Please report each line of the data below that contains "dark".
*** Opening of Material shown ***
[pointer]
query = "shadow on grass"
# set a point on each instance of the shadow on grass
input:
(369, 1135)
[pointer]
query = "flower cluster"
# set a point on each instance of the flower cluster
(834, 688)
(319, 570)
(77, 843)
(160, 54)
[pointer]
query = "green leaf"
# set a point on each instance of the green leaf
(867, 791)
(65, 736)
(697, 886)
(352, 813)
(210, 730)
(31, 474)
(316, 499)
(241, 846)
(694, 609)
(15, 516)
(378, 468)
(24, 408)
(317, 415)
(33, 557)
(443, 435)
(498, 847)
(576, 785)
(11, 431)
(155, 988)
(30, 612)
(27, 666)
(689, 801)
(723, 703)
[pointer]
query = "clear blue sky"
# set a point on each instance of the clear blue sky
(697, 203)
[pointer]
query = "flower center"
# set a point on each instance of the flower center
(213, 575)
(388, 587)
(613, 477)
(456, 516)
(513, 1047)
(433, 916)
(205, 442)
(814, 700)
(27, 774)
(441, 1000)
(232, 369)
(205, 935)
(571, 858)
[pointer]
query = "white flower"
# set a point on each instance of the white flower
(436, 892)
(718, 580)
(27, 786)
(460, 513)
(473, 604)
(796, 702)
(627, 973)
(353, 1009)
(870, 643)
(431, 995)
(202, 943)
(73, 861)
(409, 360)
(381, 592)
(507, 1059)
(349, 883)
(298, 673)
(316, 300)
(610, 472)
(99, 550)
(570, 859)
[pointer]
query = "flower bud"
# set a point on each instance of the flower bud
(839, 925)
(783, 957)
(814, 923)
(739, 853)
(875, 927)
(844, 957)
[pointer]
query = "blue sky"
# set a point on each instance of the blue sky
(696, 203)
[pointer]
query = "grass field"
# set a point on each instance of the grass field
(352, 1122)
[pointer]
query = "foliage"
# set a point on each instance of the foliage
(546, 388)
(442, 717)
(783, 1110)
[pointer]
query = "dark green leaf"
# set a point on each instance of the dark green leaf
*** Close of Material shown ***
*Written response:*
query = "dark green leaf"
# set a point on each instance of the dark green leaf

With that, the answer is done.